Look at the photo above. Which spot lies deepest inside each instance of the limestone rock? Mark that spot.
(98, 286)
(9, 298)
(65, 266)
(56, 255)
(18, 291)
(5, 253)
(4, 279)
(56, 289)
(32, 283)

---+---

Copy these lines word for word.

Look at the photo above. Which spot lies deepest inside each instance of the limestone rock? Mark that spot.
(98, 286)
(9, 298)
(65, 266)
(56, 255)
(18, 291)
(5, 253)
(4, 279)
(56, 289)
(32, 283)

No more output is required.